▶ Do this
From the material below, pull out every line that contains the string "soil". Letter case matters.

▶ Items from a labeling collection

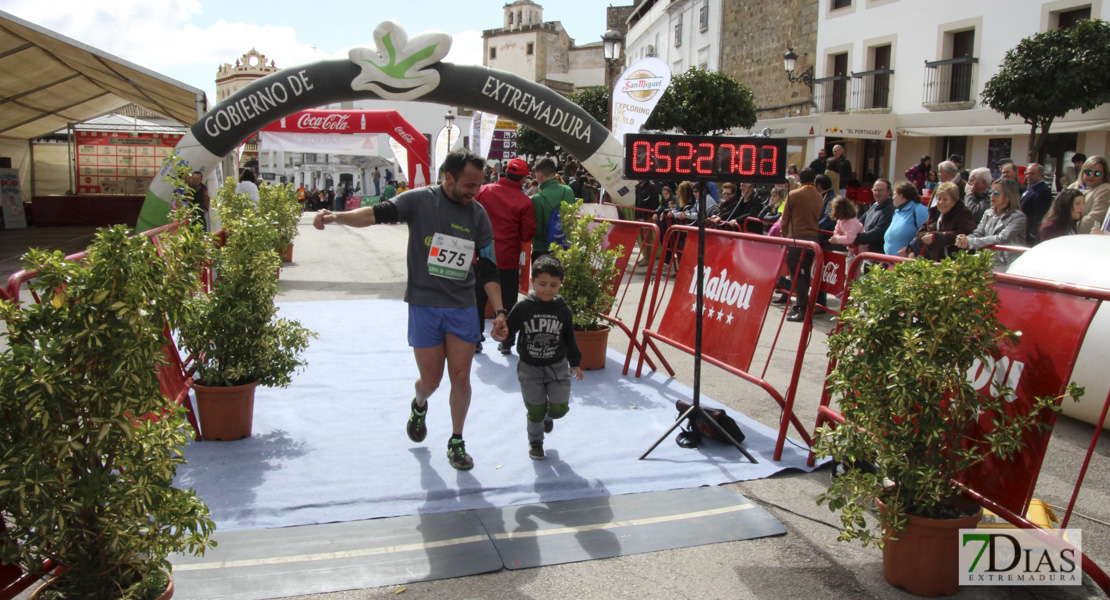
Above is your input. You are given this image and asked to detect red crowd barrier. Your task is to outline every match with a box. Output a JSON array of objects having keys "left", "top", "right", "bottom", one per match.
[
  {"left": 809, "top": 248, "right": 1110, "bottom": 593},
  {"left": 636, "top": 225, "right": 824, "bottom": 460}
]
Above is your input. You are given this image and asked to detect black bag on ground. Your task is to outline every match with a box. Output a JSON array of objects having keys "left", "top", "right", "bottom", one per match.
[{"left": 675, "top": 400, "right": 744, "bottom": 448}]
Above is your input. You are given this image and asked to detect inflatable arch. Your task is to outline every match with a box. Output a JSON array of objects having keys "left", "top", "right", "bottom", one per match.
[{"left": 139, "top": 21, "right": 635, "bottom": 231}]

...

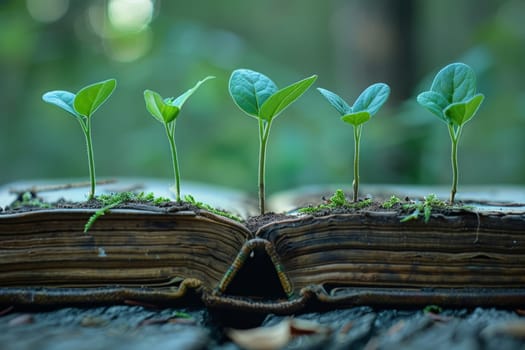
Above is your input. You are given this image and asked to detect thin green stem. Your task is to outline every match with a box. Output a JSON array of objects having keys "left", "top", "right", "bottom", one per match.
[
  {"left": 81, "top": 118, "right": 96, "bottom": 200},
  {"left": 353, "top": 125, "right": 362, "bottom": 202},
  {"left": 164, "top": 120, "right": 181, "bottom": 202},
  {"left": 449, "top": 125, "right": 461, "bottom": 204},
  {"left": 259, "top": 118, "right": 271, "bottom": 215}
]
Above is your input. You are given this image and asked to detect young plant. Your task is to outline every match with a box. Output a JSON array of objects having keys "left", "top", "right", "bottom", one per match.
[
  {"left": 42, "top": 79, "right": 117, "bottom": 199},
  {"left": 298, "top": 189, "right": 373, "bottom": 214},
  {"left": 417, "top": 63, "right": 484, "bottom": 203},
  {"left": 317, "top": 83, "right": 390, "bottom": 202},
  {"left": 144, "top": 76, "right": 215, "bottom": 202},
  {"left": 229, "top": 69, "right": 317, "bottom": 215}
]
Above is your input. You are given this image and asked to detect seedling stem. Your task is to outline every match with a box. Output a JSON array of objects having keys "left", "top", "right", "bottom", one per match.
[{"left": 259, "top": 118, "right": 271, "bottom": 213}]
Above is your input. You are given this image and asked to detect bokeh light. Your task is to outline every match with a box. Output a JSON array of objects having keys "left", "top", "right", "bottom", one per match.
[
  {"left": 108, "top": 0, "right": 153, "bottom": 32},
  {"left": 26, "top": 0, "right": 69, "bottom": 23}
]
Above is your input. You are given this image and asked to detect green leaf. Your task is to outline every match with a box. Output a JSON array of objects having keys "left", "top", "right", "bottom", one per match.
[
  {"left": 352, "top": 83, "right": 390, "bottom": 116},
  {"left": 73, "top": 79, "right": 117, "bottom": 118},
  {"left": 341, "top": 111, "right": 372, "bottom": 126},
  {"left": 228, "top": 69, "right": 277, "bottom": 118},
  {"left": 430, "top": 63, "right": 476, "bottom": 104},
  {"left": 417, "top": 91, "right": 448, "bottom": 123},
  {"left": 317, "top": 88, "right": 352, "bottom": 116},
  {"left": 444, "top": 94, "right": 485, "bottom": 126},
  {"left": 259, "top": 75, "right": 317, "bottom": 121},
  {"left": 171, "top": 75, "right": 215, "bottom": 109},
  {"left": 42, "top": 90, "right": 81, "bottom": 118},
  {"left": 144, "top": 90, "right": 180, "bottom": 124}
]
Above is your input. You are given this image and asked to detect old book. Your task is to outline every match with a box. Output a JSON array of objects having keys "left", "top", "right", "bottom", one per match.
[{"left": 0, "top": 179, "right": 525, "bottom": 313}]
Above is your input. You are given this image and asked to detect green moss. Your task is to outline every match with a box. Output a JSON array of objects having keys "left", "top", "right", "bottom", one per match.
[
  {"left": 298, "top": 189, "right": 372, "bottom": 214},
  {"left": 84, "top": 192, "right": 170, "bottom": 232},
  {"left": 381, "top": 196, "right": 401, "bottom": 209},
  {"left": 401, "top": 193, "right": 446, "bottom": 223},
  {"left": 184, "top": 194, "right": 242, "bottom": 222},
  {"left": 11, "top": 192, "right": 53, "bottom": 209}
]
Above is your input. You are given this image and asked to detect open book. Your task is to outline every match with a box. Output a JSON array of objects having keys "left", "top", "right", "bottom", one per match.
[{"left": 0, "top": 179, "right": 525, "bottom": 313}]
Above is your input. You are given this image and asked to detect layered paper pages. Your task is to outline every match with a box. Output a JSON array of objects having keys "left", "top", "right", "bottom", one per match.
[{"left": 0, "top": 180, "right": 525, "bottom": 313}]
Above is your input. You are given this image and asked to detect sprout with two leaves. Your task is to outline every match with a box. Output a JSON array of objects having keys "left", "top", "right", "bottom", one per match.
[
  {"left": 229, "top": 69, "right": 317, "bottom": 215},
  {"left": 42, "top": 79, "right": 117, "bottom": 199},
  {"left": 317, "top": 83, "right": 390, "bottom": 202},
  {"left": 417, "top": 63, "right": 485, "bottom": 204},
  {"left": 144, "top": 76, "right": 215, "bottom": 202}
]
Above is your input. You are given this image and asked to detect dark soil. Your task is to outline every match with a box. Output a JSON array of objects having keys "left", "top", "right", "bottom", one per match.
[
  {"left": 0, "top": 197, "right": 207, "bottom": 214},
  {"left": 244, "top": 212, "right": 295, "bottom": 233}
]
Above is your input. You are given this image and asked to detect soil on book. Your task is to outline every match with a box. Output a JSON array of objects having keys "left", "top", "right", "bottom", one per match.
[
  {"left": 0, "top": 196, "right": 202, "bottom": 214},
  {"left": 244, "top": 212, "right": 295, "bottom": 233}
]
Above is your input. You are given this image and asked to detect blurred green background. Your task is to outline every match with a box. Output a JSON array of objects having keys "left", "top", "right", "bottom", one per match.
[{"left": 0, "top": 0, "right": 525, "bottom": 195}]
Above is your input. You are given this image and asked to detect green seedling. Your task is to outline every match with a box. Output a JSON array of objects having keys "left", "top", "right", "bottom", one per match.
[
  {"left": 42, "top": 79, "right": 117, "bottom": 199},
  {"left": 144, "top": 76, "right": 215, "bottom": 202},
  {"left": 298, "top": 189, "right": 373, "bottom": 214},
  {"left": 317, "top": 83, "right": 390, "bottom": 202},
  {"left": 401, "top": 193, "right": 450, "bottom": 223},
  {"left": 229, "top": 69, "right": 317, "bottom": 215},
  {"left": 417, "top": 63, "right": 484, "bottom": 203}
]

▶ Full solution
Above is your input. You are given this image and asked to detect dark soil. Your task is to outline every match with a box. Output a JSON array of objects having keys "left", "top", "right", "bottom", one per match.
Above is your input. You are given this image and asked to detect soil on book. Your task is to outline every match with a box. Output a JSON array of objects having keys "left", "top", "right", "bottom", one per match.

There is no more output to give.